TASK OBJECTIVE :: Reproduce the portion of the sprinter biography starting at "At the Athletics" and ending at "for the semi-finals.", switching "heat" to "first-round race".

EXTRACT TO READ ::
Nzubechi Grace Nwokocha  (born 7 April 2001) is a Nigerian sprinter, a multiple time national champion over 100 metres.

In 2021, she posted a new personal best time in the 100m of 11.09 and, in the process, became the first Nigerian athlete to qualify for the delayed 2020 Tokyo Olympics. She also won the 100m at the National Sports Festival in Benin.

At the Athletics at the 2020 Summer Olympics – Women's 100 metres, she ran a new personal best time of 11.00 seconds in her heat to qualify for the semi-finals.

In 2022 she came sixth in the final of the NCAA championship in both the 100 metres and the 200 metres. She entered both the 100m and the 200m at the 2022 World Athletics Championships and reached the semi-finals at both events. She also won the Nigerian National Championships over 100 metres.

On 3 September 2022, she was provisionally suspended for the use of banned substances Ostarine and Ligandrol by the Athletics Integrity Unit (AIU).

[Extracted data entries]
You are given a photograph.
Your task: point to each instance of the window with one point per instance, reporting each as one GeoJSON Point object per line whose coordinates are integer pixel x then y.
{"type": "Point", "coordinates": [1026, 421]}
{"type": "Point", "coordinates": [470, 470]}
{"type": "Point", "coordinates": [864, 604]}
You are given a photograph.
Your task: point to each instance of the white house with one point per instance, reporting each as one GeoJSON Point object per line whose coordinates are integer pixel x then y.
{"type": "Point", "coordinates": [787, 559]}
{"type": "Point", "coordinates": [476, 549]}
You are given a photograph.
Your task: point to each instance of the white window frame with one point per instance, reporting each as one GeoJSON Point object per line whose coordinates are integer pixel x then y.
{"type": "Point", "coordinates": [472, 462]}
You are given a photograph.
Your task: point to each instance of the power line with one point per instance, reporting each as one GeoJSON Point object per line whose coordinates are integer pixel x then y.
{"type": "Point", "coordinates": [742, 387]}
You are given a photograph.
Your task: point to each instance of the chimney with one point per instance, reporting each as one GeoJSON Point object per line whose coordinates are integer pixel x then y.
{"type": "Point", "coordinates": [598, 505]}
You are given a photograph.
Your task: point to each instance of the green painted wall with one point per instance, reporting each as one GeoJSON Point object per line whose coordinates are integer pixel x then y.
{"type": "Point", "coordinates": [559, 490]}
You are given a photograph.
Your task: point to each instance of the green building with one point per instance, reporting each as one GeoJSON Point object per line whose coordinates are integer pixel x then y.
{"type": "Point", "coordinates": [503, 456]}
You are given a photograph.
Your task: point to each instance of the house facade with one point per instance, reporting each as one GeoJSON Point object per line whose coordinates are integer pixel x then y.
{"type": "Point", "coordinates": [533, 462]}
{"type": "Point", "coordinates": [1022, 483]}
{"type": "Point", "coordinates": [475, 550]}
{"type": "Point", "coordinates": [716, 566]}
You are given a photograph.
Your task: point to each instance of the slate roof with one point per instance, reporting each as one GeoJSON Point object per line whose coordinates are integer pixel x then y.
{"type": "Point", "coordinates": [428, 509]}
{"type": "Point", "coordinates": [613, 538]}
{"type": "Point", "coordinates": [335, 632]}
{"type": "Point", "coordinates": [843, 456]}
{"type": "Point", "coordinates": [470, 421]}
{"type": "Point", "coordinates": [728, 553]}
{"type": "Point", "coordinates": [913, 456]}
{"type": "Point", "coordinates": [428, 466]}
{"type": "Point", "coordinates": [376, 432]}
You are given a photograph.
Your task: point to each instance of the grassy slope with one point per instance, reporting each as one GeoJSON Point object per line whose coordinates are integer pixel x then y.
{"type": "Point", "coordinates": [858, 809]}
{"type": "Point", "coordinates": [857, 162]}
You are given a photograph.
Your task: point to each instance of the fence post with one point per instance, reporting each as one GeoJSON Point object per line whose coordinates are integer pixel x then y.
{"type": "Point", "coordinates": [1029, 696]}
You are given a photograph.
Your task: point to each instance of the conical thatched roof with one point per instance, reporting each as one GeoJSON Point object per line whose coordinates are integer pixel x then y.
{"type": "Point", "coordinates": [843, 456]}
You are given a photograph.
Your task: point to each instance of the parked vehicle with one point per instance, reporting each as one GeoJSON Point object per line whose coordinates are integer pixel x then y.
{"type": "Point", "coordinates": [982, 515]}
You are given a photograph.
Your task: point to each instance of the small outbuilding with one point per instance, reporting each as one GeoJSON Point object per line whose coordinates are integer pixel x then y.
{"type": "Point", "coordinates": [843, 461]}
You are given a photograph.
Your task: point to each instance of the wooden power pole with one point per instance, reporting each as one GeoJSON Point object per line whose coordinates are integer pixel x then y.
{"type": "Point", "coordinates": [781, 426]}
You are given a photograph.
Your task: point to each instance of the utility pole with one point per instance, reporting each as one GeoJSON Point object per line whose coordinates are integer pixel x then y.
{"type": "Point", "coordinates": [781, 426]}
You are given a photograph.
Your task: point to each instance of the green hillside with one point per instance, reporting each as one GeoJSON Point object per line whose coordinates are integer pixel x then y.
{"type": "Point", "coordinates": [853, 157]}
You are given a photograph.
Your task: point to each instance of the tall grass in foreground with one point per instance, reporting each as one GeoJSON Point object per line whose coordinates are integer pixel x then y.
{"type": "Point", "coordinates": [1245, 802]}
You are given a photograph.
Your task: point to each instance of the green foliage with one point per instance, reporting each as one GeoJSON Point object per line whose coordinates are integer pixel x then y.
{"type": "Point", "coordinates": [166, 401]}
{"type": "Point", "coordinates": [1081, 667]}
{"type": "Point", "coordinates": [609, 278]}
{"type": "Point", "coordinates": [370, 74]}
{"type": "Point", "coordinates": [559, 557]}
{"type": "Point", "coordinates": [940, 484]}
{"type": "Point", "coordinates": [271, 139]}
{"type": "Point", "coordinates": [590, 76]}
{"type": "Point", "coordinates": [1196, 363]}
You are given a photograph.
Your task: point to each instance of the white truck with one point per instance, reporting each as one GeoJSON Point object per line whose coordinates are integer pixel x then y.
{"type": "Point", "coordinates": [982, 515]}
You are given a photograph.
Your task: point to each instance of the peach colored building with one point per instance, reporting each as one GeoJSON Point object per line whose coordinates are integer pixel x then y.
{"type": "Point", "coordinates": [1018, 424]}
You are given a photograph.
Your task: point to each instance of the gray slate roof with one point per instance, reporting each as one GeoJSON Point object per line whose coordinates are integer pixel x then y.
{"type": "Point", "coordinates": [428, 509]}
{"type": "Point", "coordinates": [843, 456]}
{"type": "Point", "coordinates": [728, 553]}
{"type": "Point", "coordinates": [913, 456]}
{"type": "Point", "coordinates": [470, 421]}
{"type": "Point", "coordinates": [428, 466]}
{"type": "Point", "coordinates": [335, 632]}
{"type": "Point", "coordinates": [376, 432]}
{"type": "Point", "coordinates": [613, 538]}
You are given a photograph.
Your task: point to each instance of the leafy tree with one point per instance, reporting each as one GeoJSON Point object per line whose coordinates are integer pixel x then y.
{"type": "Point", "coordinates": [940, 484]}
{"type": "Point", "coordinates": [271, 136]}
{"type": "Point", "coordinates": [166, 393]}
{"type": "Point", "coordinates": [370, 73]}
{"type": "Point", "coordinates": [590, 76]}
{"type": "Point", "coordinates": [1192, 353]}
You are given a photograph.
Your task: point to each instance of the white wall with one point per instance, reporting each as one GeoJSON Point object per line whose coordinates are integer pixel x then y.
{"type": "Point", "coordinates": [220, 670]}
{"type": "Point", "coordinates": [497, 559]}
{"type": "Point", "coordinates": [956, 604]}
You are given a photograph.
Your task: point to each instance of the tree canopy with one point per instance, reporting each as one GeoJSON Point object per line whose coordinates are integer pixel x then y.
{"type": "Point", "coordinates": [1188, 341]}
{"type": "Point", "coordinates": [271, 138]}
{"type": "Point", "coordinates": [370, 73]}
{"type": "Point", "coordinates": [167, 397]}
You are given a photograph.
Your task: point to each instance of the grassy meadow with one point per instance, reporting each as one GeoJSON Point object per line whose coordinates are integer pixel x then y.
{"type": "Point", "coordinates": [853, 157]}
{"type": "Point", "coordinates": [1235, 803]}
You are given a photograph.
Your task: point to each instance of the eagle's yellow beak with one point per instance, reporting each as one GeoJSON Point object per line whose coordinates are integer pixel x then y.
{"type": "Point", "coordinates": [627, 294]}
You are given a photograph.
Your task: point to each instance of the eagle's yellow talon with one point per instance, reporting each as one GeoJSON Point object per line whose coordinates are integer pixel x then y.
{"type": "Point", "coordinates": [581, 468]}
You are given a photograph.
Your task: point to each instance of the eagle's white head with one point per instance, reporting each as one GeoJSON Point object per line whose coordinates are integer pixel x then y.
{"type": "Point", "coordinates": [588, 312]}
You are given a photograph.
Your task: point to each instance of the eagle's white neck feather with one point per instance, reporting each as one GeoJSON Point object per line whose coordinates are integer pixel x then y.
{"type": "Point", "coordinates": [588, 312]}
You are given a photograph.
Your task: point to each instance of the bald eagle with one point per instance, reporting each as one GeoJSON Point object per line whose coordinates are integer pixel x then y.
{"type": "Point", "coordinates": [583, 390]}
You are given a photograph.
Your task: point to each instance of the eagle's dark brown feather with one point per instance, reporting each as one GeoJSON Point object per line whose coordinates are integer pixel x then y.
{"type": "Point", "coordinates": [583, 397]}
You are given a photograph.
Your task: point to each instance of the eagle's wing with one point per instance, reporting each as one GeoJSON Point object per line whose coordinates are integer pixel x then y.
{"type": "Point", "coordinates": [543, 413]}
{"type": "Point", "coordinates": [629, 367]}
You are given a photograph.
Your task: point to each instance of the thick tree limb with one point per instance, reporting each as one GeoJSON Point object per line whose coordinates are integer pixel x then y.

SOLUTION TO THE PROBLEM ::
At the Athletics at the 2020 Summer Olympics – Women's 100 metres, she ran a new personal best time of 11.00 seconds in her first-round race to qualify for the semi-finals.